**TEXT UNDER STUDY**
Spring is just around the corner. For many of us that means sneezing, itching, hives, welts, wheezing, and a runny nose collectively known as hay fever will also be coming with the warmer weather. Hay fever, or allergic rhinitis, affects 10 to 30 percent of Americans. More than half of those affected turn to over-the-counter medications instead of a doctor’s prescription to control the symptoms. Are you taking the right medicine for your allergy? Only your physician can confirm your diagnosis and optimal treatment plan.

Spring is traditionally the season when allergies abound; pollen is released from trees, weeds, and grasses. Your body reacts to the pollen as a foreign substance (antigen). It fights the invaders by producing an antibody called immunoglobulin E (IgE) in the intestines and lungs. This IgE reacts to foreign substances and triggers immune cells to release a number of chemicals, one of which is histamine. Histamine produces the symptoms you know so well: itchy, watery eyes, nasal drainage, etc. Drugs that treat the symptoms of histamine are called antihistamines.

Types of over-the-counter allergy drugs
The following information should be supplemental to what your physician will provide and recommend.

Decongestant: Re-establishes drainage of the nasal passages will help symptoms such as congestion, swelling, excess secretions, and discomfort in the sinus areas.

Nasal Spray: Nasalcrom (cromolyn sodium) prevents the production of histamine. It is taken up to six times a day with symptoms improving after four weeks.

Antihistamine: These medications relieve symptoms, but they also dry secretions in the mouth and lungs and can cause drowsiness. The active ingredient diphenhydramine is most likely to cause drowsiness and chlorpheniramine is the least. There are various combinations of antihistamines, decongestants, cold, and pain medications.

**DATA**

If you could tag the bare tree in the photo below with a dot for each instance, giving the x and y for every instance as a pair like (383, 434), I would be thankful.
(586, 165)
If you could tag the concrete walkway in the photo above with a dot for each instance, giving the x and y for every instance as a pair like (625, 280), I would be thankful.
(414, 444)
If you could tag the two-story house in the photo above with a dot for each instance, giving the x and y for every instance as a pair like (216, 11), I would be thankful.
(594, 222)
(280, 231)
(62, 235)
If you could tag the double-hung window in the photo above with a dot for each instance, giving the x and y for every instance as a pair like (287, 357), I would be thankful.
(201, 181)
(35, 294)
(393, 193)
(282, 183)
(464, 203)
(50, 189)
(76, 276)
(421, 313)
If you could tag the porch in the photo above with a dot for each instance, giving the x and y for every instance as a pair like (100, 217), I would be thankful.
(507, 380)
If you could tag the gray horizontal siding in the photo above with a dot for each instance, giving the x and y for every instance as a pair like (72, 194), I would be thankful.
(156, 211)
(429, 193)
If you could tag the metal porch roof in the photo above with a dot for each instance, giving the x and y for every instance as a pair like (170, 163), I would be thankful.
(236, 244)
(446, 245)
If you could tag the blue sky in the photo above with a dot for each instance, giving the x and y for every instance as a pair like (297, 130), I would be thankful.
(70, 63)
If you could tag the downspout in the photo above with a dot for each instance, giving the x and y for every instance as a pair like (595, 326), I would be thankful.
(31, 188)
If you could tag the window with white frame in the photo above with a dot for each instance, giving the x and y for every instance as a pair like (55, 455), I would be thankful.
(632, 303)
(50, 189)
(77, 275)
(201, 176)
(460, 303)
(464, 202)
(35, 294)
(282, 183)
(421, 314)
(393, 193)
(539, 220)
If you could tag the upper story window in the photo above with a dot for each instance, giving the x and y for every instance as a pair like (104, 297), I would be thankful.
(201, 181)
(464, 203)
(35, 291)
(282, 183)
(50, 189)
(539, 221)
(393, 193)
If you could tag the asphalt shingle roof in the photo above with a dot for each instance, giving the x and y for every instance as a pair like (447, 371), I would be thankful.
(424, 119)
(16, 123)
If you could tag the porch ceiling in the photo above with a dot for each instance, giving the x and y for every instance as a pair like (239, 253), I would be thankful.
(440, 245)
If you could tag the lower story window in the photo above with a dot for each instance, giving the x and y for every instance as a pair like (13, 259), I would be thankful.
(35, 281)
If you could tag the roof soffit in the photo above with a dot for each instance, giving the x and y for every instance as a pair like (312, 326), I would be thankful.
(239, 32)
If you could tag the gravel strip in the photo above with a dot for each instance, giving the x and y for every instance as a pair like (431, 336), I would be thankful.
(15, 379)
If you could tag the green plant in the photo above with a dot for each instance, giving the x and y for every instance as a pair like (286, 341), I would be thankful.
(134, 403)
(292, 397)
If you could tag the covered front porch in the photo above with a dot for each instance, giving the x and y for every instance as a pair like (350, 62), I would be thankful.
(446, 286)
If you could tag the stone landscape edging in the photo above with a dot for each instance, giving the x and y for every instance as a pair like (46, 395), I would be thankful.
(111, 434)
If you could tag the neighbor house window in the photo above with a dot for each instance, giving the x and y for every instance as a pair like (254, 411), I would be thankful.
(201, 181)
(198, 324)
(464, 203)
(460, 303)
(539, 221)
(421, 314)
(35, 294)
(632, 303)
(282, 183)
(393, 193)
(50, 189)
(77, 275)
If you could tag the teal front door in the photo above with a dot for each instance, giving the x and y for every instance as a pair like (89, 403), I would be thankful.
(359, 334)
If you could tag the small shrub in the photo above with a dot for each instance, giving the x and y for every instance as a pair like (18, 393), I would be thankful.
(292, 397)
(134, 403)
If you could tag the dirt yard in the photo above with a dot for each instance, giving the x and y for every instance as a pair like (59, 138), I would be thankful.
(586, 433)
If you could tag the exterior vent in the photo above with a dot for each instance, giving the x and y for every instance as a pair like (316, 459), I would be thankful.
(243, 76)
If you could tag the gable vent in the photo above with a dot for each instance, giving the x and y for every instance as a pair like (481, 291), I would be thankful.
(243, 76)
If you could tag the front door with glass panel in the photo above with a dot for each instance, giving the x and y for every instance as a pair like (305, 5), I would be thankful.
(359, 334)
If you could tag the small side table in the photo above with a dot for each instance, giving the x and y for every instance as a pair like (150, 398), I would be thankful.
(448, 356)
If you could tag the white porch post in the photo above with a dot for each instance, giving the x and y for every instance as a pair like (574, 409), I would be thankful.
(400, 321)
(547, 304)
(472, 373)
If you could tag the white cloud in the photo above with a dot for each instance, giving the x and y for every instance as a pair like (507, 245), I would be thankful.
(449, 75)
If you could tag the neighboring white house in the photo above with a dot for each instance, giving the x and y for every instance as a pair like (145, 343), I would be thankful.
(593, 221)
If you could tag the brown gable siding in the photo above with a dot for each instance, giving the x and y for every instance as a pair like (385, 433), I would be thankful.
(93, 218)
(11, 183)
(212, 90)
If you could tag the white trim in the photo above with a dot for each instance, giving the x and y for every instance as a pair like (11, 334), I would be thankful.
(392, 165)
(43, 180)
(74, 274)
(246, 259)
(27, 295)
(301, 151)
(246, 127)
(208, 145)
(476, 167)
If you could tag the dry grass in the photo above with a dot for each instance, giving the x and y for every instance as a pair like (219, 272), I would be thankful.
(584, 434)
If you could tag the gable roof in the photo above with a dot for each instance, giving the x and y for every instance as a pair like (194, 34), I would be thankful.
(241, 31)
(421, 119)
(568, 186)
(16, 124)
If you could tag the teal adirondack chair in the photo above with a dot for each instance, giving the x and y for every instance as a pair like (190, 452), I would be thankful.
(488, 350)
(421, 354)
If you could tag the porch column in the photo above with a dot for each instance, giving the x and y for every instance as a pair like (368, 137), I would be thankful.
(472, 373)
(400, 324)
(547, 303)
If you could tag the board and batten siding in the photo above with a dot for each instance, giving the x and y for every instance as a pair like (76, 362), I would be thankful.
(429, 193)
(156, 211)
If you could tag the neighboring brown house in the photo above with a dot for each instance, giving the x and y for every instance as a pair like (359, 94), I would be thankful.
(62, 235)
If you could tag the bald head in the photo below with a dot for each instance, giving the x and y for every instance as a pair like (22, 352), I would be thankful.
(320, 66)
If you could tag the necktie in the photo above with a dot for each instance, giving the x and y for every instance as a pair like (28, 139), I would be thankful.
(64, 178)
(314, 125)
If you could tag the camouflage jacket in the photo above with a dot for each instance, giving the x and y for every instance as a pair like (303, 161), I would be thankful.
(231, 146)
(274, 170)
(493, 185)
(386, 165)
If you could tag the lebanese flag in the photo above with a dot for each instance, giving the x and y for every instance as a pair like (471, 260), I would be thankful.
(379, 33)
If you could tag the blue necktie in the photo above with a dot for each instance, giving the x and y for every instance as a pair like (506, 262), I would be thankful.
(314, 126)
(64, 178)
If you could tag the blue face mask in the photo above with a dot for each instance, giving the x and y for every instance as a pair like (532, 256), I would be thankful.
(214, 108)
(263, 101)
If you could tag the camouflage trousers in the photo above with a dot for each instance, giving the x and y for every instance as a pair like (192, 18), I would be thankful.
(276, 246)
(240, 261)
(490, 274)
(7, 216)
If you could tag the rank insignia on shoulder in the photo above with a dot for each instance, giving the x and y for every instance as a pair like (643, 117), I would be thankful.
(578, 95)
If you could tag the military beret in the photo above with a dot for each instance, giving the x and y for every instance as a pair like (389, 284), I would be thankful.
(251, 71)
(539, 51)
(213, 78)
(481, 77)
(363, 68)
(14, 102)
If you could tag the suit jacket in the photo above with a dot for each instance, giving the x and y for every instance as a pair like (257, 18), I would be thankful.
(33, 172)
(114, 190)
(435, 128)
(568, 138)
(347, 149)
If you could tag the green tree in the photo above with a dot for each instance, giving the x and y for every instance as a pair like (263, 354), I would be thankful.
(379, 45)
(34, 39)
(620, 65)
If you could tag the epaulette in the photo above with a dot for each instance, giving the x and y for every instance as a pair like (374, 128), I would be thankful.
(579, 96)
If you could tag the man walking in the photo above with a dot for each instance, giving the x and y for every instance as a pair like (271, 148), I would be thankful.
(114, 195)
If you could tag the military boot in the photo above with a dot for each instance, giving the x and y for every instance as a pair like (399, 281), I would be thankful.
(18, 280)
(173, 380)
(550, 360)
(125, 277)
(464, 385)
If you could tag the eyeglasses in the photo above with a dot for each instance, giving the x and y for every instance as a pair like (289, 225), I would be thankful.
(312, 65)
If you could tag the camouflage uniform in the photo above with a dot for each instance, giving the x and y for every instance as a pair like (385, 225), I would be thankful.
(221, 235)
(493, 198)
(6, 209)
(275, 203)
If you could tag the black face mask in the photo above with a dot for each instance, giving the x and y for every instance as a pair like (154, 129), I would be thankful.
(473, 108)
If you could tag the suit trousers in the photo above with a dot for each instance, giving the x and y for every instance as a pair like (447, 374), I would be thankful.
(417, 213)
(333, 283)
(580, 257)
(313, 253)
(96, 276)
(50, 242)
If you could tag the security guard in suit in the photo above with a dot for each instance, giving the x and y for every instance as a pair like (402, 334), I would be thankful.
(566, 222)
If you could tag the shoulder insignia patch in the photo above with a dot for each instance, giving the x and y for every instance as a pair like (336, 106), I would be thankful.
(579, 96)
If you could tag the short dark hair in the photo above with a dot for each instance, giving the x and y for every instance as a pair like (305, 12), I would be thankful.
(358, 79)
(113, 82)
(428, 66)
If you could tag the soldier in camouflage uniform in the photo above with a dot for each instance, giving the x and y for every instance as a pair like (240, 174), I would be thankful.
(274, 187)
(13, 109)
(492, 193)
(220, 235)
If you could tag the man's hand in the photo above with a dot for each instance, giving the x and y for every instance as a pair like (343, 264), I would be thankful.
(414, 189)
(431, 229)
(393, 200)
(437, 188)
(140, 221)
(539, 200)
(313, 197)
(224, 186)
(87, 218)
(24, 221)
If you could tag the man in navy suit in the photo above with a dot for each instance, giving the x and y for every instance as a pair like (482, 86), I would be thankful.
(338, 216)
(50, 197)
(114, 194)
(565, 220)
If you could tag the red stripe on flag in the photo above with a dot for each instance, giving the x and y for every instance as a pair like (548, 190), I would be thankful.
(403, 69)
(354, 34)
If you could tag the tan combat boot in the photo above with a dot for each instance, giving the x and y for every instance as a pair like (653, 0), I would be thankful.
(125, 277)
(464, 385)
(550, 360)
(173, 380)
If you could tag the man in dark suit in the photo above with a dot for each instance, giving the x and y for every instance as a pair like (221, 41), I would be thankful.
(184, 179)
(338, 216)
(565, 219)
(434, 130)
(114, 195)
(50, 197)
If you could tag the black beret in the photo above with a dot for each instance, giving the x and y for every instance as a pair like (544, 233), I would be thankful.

**TASKS**
- a) In the hay fever text, which active ingredient is least likely to cause drowsiness?
- b) Carry on writing the hay fever text, picking up after its last sentence.
The listing has nothing to do with the hay fever text.

**RESULTS OF THE TASKS**
- a) Chlorpheniramine.

- b)
The following is a small sampling, with the active ingredient listed in parenthesis:
Antihistamines and no other medications: Antihist-1 (clemastine fumarate), Benedryl Allergy (diphenhydramine), Chlor-Trimeton Allergy (chlorpheniramine)
Antihistamines and Decongestants: Actifed Cold and Allergy (triprolidine), Allergist-D, Benadryl Allergy Congestion (diphenhy-dramine), Chlor-Trimeton Allergy 7 Decongestant chlorpheniramine), Drixoral Cold & Allergy (dexbrompeniramine), Sudafed Cold and Allergy (chlorpheniramine) Antihistamine, Decongestants, and Pain Medication (acetami-nophen): Actifed Cold and Sinus (chlorpheniramine), Benadryl Allergy Sinus & Headache (diphenhydramine), Drixoral Allergy & Sinus (dexbrompheniramine), Sinutab Sinus Allergy (chlorpheniramine), Tylenol Allergy Sinus (chlorpheniramine), tylenol Allergy Sinus Night Time (diphenhydramine).

Antihistamine & Pain Medication (acetaminophen): Tylenol Severe Allergy (diphenhydramine) Your physician can determine what antihistamine or combination of antihistamine, decongestant, and pain medication is right for your condition. Your physician will cater your treatment plan based on your medical history, current condition, and symptoms.